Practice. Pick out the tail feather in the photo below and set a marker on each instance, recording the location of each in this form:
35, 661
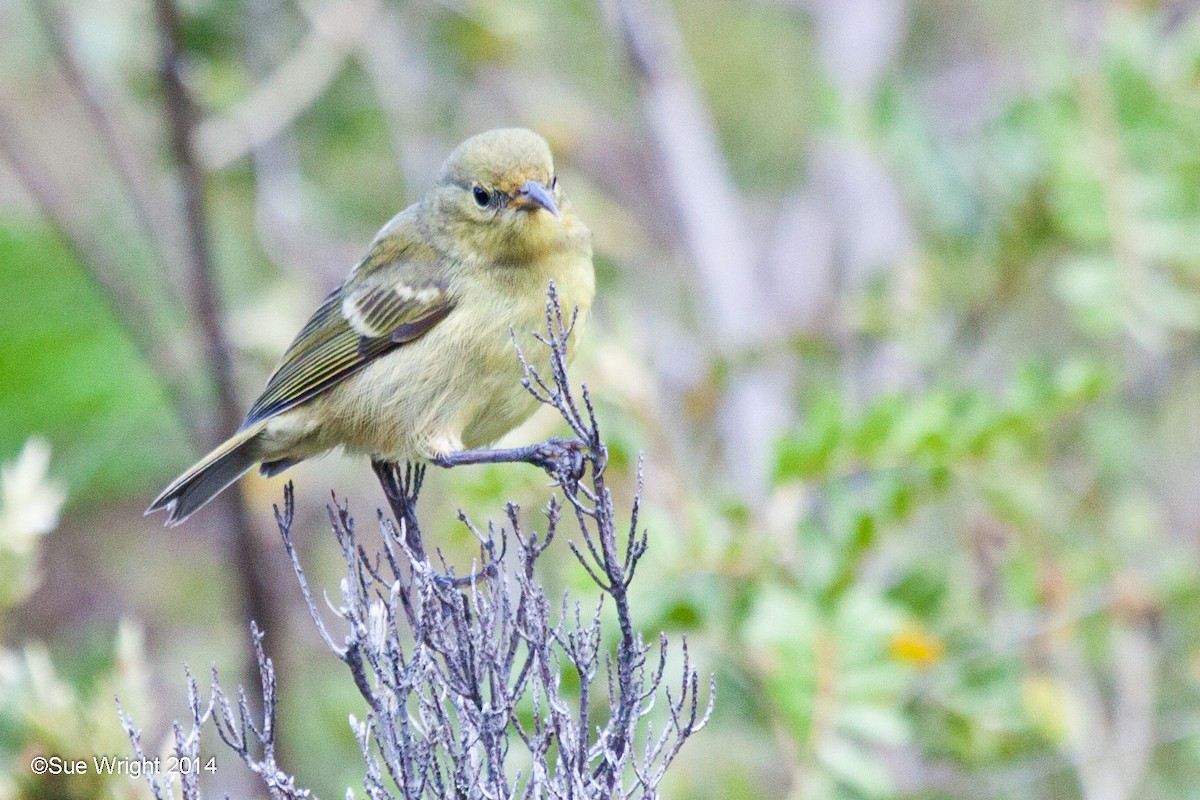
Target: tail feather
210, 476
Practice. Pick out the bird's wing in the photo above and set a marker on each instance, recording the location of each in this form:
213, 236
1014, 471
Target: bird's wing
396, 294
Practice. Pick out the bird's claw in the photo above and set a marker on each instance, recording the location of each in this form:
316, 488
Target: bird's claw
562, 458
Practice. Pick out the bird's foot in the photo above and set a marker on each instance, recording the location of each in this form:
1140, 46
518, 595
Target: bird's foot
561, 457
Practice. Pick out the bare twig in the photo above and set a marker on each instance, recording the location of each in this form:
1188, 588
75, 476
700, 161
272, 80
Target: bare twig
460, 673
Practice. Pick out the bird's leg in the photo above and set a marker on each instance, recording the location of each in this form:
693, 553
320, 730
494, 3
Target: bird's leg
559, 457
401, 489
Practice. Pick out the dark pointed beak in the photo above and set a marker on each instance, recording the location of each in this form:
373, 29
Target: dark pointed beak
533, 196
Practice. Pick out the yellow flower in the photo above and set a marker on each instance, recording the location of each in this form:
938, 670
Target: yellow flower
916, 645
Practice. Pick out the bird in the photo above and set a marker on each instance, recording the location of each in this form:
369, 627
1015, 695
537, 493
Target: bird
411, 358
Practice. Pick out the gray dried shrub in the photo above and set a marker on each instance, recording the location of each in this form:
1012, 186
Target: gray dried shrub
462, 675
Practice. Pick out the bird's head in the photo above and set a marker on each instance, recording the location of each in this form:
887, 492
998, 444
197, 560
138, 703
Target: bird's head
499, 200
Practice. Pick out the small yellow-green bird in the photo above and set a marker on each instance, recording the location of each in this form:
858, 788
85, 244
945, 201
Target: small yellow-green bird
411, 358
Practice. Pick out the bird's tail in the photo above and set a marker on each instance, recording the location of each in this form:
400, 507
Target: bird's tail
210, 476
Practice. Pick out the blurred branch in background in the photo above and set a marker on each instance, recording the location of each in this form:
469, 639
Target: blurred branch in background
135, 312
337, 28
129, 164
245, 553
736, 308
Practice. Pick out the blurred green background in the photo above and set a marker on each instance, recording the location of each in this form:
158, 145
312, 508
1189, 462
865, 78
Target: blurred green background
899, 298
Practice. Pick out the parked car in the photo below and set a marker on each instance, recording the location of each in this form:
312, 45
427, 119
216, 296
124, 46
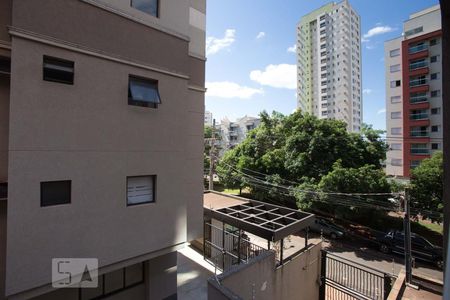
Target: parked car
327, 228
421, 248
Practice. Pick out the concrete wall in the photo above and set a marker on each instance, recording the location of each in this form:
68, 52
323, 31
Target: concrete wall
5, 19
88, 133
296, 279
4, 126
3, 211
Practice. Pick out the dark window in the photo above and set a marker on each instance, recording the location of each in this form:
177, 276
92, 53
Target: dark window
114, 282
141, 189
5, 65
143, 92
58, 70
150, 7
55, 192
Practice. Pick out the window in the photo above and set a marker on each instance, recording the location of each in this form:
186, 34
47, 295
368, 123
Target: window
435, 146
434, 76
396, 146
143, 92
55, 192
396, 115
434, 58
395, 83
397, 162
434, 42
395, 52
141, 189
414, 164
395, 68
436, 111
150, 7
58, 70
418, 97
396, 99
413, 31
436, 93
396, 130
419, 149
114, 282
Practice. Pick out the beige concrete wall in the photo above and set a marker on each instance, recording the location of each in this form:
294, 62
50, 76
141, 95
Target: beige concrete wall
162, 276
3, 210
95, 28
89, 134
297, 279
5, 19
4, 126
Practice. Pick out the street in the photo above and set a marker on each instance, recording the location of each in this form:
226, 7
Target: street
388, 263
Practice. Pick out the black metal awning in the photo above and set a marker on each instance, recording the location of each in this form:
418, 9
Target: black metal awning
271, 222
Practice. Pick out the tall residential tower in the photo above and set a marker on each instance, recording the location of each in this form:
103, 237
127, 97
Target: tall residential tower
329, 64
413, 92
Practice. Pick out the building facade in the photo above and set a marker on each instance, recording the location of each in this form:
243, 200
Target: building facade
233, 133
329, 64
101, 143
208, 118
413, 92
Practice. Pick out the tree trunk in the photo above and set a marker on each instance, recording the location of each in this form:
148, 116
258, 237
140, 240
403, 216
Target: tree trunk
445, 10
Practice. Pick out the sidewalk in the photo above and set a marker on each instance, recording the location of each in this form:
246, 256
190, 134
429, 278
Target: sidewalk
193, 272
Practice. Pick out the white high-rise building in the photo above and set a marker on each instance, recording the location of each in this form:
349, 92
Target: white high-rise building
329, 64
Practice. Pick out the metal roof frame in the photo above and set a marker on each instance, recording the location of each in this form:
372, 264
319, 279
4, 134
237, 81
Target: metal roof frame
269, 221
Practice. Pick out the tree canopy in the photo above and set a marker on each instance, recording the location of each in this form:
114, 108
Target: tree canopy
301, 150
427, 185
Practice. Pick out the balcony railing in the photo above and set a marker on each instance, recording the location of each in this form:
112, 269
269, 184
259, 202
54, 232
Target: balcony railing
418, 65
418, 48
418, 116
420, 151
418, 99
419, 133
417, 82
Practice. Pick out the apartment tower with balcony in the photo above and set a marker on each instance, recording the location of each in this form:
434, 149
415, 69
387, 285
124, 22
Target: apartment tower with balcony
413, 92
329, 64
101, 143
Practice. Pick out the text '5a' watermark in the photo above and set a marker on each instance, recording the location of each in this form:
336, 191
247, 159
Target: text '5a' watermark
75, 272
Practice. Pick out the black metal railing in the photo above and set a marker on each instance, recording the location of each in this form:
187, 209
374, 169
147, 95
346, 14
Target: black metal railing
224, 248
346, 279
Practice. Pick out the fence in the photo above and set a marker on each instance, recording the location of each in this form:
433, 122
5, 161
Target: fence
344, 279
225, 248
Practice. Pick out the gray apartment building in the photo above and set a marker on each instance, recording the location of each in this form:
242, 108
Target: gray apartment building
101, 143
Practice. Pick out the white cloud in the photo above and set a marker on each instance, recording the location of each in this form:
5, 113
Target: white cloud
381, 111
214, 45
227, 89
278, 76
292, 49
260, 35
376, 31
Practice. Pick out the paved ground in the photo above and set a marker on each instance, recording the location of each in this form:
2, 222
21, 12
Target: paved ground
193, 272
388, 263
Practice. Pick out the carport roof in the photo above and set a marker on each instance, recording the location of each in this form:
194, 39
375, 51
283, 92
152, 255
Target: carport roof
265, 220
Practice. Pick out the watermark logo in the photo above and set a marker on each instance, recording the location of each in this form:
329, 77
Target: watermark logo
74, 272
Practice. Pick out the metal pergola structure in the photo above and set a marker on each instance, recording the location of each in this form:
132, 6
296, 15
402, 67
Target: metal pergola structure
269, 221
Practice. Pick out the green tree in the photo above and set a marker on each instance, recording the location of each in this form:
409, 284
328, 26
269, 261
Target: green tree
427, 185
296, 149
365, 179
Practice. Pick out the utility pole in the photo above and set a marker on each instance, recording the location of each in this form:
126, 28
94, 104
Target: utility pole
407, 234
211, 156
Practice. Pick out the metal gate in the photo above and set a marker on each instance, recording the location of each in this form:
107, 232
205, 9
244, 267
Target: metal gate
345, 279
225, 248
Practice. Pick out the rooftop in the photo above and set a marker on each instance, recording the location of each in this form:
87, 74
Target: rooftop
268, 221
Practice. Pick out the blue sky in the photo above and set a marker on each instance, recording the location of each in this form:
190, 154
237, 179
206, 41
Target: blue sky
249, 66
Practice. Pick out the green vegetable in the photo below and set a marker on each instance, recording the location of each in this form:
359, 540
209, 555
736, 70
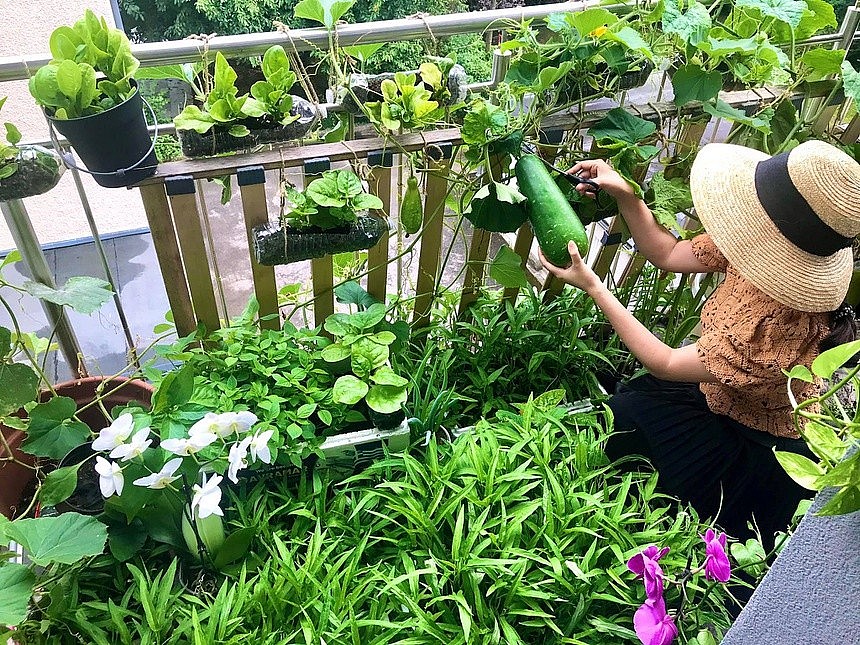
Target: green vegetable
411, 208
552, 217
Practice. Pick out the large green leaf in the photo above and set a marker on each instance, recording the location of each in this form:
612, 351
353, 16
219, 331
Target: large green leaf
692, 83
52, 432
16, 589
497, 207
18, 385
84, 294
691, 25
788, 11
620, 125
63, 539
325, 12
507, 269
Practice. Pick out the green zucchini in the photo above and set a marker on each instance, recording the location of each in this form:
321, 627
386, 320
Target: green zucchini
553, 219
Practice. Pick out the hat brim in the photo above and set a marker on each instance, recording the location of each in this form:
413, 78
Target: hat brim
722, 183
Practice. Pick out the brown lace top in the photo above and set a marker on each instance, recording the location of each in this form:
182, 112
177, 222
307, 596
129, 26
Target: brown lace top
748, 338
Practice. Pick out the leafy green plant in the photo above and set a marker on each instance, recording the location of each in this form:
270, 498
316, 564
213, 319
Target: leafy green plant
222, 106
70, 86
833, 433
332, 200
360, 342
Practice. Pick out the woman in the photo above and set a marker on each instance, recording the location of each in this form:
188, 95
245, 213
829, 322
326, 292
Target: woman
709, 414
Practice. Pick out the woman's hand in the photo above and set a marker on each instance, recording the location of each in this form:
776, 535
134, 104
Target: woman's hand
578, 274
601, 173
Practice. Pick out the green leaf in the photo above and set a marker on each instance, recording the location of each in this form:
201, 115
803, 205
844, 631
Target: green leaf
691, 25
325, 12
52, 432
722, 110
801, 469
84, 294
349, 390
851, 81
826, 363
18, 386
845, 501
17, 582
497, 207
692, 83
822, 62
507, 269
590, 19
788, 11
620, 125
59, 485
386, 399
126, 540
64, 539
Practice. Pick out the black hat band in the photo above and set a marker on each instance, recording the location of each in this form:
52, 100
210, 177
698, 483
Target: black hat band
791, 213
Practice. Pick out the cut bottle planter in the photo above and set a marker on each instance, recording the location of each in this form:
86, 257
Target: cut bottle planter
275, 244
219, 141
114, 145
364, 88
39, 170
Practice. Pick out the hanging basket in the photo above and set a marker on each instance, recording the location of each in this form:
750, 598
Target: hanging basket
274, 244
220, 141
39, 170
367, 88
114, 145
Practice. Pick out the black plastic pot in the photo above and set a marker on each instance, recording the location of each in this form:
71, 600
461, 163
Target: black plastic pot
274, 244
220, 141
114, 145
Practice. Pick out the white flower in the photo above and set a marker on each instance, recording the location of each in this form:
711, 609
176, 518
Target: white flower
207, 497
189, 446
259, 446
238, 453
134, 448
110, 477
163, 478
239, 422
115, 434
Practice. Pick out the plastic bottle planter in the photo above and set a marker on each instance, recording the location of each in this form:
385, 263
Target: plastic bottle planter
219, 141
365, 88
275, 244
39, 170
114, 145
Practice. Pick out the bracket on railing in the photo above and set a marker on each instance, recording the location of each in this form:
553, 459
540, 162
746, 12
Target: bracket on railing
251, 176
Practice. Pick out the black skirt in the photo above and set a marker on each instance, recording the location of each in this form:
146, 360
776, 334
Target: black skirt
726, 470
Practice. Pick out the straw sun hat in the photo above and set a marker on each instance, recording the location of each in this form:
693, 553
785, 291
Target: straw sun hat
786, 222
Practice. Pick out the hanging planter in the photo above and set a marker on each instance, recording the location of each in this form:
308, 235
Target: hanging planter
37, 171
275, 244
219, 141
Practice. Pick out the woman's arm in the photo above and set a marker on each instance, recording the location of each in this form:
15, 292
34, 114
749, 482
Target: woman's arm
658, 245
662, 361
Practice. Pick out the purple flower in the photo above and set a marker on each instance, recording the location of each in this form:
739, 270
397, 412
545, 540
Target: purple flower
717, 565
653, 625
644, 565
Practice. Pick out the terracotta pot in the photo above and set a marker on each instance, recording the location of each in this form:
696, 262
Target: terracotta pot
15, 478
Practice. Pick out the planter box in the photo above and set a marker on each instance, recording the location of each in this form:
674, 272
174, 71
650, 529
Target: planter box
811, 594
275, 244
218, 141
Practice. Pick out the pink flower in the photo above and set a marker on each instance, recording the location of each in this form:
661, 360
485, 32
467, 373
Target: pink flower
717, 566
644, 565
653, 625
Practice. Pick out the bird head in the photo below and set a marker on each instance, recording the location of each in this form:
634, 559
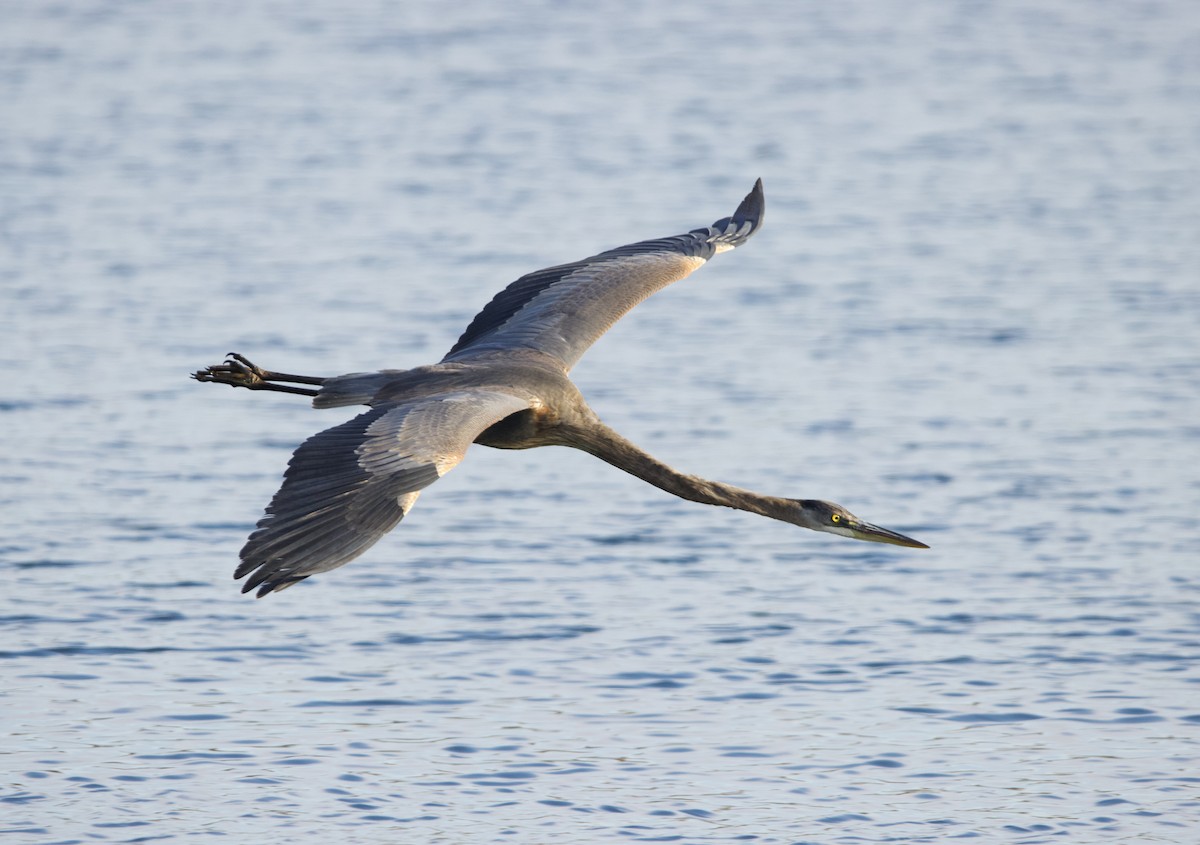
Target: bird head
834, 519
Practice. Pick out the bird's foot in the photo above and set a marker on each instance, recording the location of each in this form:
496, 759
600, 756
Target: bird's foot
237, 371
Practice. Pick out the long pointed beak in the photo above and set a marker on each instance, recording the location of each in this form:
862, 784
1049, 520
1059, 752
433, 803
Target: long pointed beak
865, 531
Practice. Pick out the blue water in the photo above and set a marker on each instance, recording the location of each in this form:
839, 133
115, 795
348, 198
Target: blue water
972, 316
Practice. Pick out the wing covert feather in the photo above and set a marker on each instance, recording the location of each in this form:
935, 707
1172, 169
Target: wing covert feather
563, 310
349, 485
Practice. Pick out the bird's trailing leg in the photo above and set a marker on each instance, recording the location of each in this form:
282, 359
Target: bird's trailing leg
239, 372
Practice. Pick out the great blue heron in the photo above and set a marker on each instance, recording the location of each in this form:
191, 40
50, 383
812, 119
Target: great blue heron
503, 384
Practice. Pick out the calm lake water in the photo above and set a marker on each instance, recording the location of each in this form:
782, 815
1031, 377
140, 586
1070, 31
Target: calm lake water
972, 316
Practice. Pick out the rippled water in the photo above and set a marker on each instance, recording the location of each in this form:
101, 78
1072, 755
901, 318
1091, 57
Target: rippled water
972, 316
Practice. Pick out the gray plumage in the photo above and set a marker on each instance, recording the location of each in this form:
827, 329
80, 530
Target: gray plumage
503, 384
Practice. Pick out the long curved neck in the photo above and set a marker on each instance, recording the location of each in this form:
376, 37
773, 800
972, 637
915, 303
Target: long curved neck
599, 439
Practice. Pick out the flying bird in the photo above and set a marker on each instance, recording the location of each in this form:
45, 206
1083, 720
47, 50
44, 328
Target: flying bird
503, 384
────────────────
STATED TASK — Rescale the entries between the line containing "Practice. Pick out the gray plumage" and the end of the entries, inclusive, by writing out every line again, requests included. Multiply each coordinate in the answers by 2.35 and round to a whole number with halves going up, but keep the numbers in the requests and their format samples unchanged.

THE ANSWER —
Practice. Pick out the gray plumage in the photo above and set a marker on each instance, recording the location of each in this form:
827, 329
80, 530
Target: gray plumage
1182, 902
Practice. Pick out the long curved neck in the photo above and set a marker on each instance, recording the location of each in this form:
376, 37
773, 800
972, 637
915, 303
Target: long curved neck
1408, 1032
Practice. Pick out the flying bird in the photo above and set a marker on each instance, recording the location of each in this form:
45, 206
1083, 720
47, 50
44, 328
Target: flying bird
1182, 902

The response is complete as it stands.